··· Source excerpt ···
Snowflake with Python, PySpark, Databricks — Enterprise Integration

🎬 Story Time — “We Need All Our Tools Talking to Each Other”

Ritika, a lead data engineer at a fast-growing SaaS company, faces an integration challenge.

Her ecosystem is huge:

Python notebooks for analysts
PySpark pipelines on Databricks
Machine learning workflows
Batch + streaming
Snowflake as the central data warehouse

The CTO declares:

“Everything must flow into Snowflake and out of Snowflake, seamlessly.”

Now Ritika must connect Python, PySpark, and Databricks in a clean, scalable architecture.

🧊 1. Snowflake + Python — Your Data Engineering Power Duo

Python integrates with Snowflake through:

Snowflake Connector for Python
Snowpark for Python
Pandas + Snowflake Native Connectors
Streamlit-in-Snowflake (SIS)

Ritika starts with the Python connector.

🔌 1.1 Snowflake Python Connector

Install:

pip install snowflake-connector-python

Connect:

import snowflake.connector

conn = snowflake.connector.connect(
    user='RITIKA',
    password='xxxxxxx',
    account='AB12345.ap-south-1',
    warehouse='ANALYTICS_WH',
    database='SALES_DB',
    schema='PUBLIC'
)

cursor = conn.cursor()
cursor.execute("SELECT COUNT(*) FROM ORDERS")
print(cursor.fetchone())

This powers:

ad hoc scripts
ETL micro-jobs
Python automations
Airflow & Prefect pipelines

🧠 1.2 Snowpark for Python — Server-Side Python

Ritika discovers Snowpark, allowing Python logic to run inside Snowflake compute.

Install:

pip install snowflake-snowpark-python

Example:

from snowflake.snowpark import Session

session = Session.builder.configs(connection_parameters).create()

df = session.table("ORDERS")
df_filtered = df.filter(df["REVENUE"] > 1000)

df_filtered.show()

Benefits:

Pushdown compute to Snowflake
Distributed processing
Zero data movement
ML model execution inside Snowflake

🔥 2. Snowflake + PySpark Integration

Snowflake integrates with PySpark via the Spark Snowflake Connector.

Perfect for:

Large-scale Spark transformations
Ingest from Delta Lake
ETL pipelines running on Databricks or EMR
Converting Spark DataFrames → Snowflake tables

🔌 2.1 Spark Snowflake Connector Setup

Add dependencies:

--packages net.snowflake:snowflake-jdbc:3.13.28,net.snowflake:spark-snowflake_2.12:2.12.0-spark_3.3

Connection options:

sfOptions = {
  "sfURL": "AB12345.snowflakecomputing.com",
  "sfAccount": "AB12345",
  "sfUser": "RITIKA",
  "sfPassword": "xxxx",
  "sfDatabase": "SALES_DB",
  "sfSchema": "PUBLIC",
  "sfWarehouse": "SPARK_WH"
··· Provided data ···
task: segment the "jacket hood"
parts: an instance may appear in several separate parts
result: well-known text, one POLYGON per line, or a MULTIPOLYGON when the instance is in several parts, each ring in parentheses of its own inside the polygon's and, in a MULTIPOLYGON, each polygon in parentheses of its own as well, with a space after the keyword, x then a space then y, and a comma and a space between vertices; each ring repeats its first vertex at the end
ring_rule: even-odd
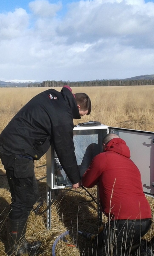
···
- What you have to do: List every benefit the Snowflake integration page gives for Snowpark for Python.

- Solution to this problem:
- Pushdown compute to Snowflake
- Distributed processing
- Zero data movement
- ML model execution inside Snowflake